Excerpts from segmentation data:
——
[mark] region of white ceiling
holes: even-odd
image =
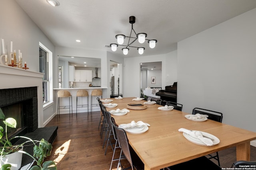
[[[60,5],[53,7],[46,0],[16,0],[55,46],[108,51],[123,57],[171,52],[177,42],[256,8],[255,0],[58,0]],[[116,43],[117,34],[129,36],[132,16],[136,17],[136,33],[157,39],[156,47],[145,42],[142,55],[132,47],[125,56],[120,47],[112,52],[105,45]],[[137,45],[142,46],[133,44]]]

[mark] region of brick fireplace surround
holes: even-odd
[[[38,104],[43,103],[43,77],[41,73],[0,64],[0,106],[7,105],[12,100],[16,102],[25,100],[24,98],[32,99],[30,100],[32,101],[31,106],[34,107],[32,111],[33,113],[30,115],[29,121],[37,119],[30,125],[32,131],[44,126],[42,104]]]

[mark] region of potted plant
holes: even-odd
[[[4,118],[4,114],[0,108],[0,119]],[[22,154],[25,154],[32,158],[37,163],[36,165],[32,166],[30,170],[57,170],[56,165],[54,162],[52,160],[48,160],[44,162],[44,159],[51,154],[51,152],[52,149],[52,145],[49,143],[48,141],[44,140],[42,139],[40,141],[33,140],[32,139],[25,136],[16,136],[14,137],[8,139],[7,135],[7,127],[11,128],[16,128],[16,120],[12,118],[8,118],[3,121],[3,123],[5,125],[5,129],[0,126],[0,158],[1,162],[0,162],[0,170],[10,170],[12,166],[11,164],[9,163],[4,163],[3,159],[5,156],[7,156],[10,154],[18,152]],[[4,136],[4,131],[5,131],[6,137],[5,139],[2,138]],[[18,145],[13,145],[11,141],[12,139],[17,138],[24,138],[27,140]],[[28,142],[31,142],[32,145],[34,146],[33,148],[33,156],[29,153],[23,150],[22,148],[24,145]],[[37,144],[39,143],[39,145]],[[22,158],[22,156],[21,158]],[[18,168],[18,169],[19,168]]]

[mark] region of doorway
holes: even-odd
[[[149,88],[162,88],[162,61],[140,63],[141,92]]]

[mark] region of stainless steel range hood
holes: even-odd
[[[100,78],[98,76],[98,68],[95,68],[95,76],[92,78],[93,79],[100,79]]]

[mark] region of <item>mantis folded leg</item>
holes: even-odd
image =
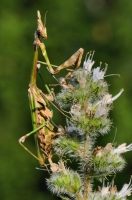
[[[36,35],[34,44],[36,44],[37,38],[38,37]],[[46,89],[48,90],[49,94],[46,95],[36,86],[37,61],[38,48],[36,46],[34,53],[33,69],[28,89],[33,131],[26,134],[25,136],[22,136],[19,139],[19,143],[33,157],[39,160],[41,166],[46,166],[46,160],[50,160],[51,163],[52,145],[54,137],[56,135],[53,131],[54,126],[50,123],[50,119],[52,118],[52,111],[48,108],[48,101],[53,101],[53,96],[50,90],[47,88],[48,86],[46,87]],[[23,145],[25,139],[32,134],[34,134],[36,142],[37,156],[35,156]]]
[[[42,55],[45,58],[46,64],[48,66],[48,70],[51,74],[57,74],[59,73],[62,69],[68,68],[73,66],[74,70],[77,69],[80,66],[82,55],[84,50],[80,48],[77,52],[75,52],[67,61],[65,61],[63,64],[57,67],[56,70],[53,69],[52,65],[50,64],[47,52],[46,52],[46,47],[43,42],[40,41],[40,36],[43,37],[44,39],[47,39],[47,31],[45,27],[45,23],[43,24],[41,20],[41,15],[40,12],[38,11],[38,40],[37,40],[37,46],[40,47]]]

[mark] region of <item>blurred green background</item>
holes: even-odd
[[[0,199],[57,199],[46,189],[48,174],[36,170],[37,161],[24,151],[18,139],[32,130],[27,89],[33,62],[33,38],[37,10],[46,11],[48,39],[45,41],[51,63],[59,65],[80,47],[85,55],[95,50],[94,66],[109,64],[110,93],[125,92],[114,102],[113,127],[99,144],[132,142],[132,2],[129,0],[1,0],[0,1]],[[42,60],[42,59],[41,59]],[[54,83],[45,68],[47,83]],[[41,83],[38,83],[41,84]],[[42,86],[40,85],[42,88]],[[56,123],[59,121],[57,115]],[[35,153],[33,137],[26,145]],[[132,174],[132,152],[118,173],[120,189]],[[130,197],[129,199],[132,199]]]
——
Update the stretch of data from the line containing "[mark] region of <item>mantis" through the end, replacing "even-odd" with "nonzero" and keeping everything else unchanged. Leave the pictures out of the output.

[mark] region of <item>mantis folded leg</item>
holes: nonzero
image =
[[[36,35],[34,44],[36,44],[37,38],[38,37]],[[46,89],[48,90],[49,94],[46,95],[36,86],[37,61],[38,48],[36,46],[34,53],[33,69],[28,89],[33,131],[26,134],[25,136],[22,136],[19,139],[19,143],[33,157],[39,160],[41,166],[46,166],[46,160],[50,160],[51,163],[52,145],[54,137],[56,135],[53,131],[54,126],[50,123],[50,119],[52,118],[52,111],[48,108],[48,101],[53,101],[53,96],[50,90],[47,88],[48,86],[46,87]],[[23,145],[25,139],[32,134],[34,134],[36,142],[37,156],[35,156]]]
[[[42,55],[45,58],[46,64],[48,66],[48,70],[51,74],[57,74],[59,73],[62,69],[68,68],[73,66],[74,70],[77,69],[80,66],[82,55],[84,50],[80,48],[77,52],[75,52],[67,61],[65,61],[63,64],[57,67],[56,70],[53,69],[52,65],[50,64],[47,52],[46,52],[46,47],[43,42],[40,41],[40,36],[43,37],[44,39],[47,39],[47,31],[45,27],[45,23],[43,24],[41,20],[41,15],[40,12],[38,11],[38,40],[37,40],[37,46],[40,47]]]

[mark] region of <item>blurred green background</item>
holes: nonzero
[[[0,199],[57,199],[46,189],[48,174],[36,170],[37,161],[24,151],[18,139],[32,130],[27,89],[33,62],[33,38],[37,10],[46,11],[48,39],[45,41],[51,63],[59,65],[80,47],[85,55],[95,50],[94,66],[109,64],[110,93],[125,92],[114,102],[113,127],[99,144],[132,142],[132,2],[129,0],[1,0],[0,1]],[[42,60],[42,59],[41,59]],[[54,83],[45,68],[47,83]],[[41,83],[38,83],[41,84]],[[42,86],[40,85],[42,88]],[[56,123],[59,121],[57,115]],[[35,153],[33,137],[26,145]],[[132,174],[132,152],[118,173],[120,189]],[[130,197],[129,199],[132,199]]]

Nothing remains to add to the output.